▸ **TEXTABSCHNITT**
England im Jahre 1956. Der Zweite Weltkrieg ist so ganz anders ausgefallen, als wir uns erinnern. Es heißt jetzt Zone 7 und ist vom Mutterland abhängig. Der 15-jährige Standish Treatwell lebt in Zone 7, im Bereich der Unreinen, es ist ihm bislang gelungen, unauffällig zu bleiben, denn er hat zwei verschiedenfarbige Augen und hält sich selbst für ausgesprochen dumm. Das muss er vor seiner perfektionistischen Umwelt verbergen. Denn Standish lebt in einem totalitären Regime, dessen Parallelen zu den Nazis nicht zu überhören sind. Gemeinsam mit seinem Freund Hector träumt er von einem Flug zu dem fiktiven besseren Planeten Juniper.
Währenddessen plant das Mutterland den ersten eigenen Mondflug und dessen propagandistische Ausschlachtung. Ein für sich genommen harmloser Vorfall sorgt dafür, dass Hector von den Ledermänteln abgeholt wird. Von dort, wo er hingeht, ist noch niemand zurückgekehrt. Aber Standish ist noch nicht besiegt, noch nicht bereit, alles einfach hinzunehmen.

▸ **EXTRAHIERTE DATEN**

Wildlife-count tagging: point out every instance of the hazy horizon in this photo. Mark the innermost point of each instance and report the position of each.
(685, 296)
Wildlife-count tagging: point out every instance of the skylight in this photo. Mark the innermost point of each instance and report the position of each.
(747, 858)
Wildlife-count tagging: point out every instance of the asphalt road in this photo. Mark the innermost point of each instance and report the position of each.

▸ **AUFGABE**
Wie geht der Text über Standish Treatwell in Zone 7 weiter? Setzen Sie ihn nach seinem letzten Satz fort. Die Auflistung ist eigenständiges Material und gehört nicht zum Text.

▸ **ANTWORTFELD**
In einfacher, dafür aber umso eindringlicher, Sprache schildert das Hörbuch eine düstere Welt aus der Sicht eines Jugendlichen. Standish versteht mehr von dieser Welt, als er selbst zu wissen scheint. Und er ist stärker als alle glauben. Andreas Steinhövel verleiht dem Ich-Erzähler ein Leben, das den Zuhörer bis zum Ende nicht mehr loslässt. Rätselhaft geblieben ist mir allerdings, warum die Autorin einen so deutlichen Nazi-Vergleich nicht deutlich ausspricht. Stattdessen handelt es sich um eine rein fiktive Welt mit „Ledermänteln“, „Unreinen“ und „Mutterland“. Natürlich gibt es literarische Gründe, so etwas zu tun, aber hier hat es mich gestört, vielleicht weil die Autorin gar keine eigenen Einflüsse in ihre Welt eingebracht hat.
Viel Mut hat sie dagegen am Ende bewiesen, das eine deutliche Botschaft enthält: „Die Wahrheit ist alles wert“. Obwohl „Zerbrochener Mond“ eine Dystopie ist, ist sie doch ganz anders als die im Augenblick modernen Dystopien für Jugendliche. Für mich war dieses Hörbuch eine echte Entdeckung. Standishs einfache Art gemeinsam mit der angepassten Stimme von Andreas Steinhöfel leiten ganz tief in dieses England von 1956.
Sally Gardner: Zerbrochener Mond, gelesen von Andreas Steinhöfel.
Silberfisch, August 2014.
3 CDs, 14,99 Euro.
Diese Rezension wurde verfasst von Regina Lindemann.